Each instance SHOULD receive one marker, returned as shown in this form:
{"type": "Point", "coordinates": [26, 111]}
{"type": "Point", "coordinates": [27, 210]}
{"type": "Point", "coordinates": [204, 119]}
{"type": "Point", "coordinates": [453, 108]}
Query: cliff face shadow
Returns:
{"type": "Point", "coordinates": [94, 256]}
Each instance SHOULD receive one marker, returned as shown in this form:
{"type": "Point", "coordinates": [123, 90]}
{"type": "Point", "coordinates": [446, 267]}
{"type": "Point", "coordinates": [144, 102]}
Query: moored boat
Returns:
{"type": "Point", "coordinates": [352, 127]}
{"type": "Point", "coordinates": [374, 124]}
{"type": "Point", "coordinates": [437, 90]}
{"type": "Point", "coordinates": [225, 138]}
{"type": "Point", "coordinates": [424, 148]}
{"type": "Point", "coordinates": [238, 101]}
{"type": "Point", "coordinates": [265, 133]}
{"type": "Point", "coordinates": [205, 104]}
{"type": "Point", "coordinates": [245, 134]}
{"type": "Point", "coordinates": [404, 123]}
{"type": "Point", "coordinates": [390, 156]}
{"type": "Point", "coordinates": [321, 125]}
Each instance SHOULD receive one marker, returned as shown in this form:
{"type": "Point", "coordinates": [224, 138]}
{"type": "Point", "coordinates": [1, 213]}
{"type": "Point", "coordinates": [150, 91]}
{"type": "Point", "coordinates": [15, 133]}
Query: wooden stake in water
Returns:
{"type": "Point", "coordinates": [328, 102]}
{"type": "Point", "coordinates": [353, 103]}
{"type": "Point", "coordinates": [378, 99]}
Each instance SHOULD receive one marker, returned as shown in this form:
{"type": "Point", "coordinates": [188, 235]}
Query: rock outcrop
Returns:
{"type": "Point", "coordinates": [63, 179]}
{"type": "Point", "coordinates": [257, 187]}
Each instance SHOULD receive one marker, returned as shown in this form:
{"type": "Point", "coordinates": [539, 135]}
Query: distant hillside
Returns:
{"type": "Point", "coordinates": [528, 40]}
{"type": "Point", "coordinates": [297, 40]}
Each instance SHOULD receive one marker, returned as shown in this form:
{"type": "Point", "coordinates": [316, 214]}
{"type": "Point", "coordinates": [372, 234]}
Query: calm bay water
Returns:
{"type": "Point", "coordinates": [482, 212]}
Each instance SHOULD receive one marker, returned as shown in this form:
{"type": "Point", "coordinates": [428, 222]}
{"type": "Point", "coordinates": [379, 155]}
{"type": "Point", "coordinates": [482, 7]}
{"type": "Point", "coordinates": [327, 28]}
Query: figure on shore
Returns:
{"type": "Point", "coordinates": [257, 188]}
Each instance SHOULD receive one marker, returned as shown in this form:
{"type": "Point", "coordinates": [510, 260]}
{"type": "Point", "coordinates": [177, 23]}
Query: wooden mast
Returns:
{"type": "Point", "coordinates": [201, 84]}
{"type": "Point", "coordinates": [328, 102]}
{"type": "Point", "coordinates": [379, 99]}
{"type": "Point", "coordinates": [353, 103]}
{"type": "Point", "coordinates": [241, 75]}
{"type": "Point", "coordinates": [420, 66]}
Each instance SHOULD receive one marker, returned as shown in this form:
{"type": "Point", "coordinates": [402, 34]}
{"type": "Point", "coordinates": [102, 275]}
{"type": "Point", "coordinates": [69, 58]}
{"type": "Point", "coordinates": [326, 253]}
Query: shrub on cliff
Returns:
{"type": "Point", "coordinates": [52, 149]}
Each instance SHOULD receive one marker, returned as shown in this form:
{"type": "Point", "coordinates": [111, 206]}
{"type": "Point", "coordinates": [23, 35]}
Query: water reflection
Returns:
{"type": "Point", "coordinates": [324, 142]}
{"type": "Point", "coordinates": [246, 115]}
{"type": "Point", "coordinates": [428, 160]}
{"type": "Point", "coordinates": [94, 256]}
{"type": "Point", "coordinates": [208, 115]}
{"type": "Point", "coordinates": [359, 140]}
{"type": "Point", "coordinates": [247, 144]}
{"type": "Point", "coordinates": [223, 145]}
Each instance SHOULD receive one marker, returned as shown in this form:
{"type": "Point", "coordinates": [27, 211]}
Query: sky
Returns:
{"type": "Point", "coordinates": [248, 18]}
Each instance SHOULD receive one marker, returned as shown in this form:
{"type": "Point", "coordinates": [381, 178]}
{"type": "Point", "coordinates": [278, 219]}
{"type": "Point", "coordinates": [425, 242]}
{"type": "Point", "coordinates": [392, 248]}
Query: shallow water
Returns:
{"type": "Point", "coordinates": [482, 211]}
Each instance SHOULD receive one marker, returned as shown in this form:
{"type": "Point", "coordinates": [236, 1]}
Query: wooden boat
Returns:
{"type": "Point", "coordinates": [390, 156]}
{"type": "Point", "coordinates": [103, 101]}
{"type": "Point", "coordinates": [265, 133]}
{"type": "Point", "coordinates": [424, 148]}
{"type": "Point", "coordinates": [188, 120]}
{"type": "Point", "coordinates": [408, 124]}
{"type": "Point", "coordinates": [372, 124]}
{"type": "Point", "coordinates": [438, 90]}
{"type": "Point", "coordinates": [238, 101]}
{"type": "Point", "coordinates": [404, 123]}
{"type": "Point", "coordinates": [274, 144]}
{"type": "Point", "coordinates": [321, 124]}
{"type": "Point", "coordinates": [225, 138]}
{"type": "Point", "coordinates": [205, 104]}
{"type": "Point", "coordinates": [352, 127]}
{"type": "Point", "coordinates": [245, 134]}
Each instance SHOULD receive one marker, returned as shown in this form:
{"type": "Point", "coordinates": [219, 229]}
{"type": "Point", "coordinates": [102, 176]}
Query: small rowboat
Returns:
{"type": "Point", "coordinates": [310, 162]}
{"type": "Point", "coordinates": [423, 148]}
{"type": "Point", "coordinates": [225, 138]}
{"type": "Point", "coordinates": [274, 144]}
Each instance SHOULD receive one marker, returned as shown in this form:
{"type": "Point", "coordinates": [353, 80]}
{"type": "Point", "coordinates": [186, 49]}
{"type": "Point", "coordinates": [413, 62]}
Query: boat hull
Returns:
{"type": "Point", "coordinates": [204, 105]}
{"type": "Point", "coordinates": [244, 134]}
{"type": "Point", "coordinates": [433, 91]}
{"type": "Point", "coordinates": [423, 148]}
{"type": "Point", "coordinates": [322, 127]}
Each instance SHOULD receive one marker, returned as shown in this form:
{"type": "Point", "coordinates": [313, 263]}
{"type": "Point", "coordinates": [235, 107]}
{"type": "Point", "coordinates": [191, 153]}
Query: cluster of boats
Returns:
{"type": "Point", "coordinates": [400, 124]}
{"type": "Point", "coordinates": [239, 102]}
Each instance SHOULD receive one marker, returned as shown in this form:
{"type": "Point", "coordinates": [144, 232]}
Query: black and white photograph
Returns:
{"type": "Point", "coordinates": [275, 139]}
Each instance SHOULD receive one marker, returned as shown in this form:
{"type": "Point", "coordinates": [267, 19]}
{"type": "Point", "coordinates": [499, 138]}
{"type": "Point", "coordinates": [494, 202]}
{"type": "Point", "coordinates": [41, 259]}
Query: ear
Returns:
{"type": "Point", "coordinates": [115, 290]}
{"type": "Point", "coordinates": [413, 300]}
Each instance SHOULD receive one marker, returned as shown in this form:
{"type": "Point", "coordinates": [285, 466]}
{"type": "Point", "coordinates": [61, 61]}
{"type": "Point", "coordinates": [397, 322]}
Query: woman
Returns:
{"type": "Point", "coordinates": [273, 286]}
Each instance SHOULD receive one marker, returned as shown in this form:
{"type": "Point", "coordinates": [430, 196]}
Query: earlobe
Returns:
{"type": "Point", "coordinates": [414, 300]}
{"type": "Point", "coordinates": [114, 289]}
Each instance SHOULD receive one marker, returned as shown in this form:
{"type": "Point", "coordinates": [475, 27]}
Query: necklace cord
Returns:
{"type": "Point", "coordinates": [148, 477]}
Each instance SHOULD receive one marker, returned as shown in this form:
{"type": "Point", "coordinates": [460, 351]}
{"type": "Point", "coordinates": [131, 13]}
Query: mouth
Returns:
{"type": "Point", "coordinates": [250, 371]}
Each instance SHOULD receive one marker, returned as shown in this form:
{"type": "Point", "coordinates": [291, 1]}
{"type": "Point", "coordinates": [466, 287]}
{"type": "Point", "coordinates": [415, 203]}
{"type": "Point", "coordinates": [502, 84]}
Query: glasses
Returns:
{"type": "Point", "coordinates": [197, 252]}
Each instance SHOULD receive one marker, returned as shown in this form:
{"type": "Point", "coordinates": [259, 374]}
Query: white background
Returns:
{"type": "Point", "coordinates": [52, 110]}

■ **DESCRIPTION OF THE TASK**
Retype, exactly as written, each line from the one that has "Query: necklace cord" to the bottom of the entries above, and include both of those lines.

■ **OUTPUT BELOW**
Query: necklace cord
Returns:
{"type": "Point", "coordinates": [148, 477]}
Each instance SHOULD receive one marker, returned as shown in this form:
{"type": "Point", "coordinates": [460, 351]}
{"type": "Point", "coordinates": [131, 13]}
Query: mouth
Returns:
{"type": "Point", "coordinates": [250, 371]}
Each instance SHOULD receive one marker, returned as shown in this form:
{"type": "Point", "coordinates": [291, 1]}
{"type": "Point", "coordinates": [466, 287]}
{"type": "Point", "coordinates": [415, 203]}
{"type": "Point", "coordinates": [502, 84]}
Query: glasses
Returns:
{"type": "Point", "coordinates": [197, 252]}
Each instance SHOULD receive one marker, returned as shown in this form:
{"type": "Point", "coordinates": [259, 374]}
Query: white background
Returns:
{"type": "Point", "coordinates": [52, 110]}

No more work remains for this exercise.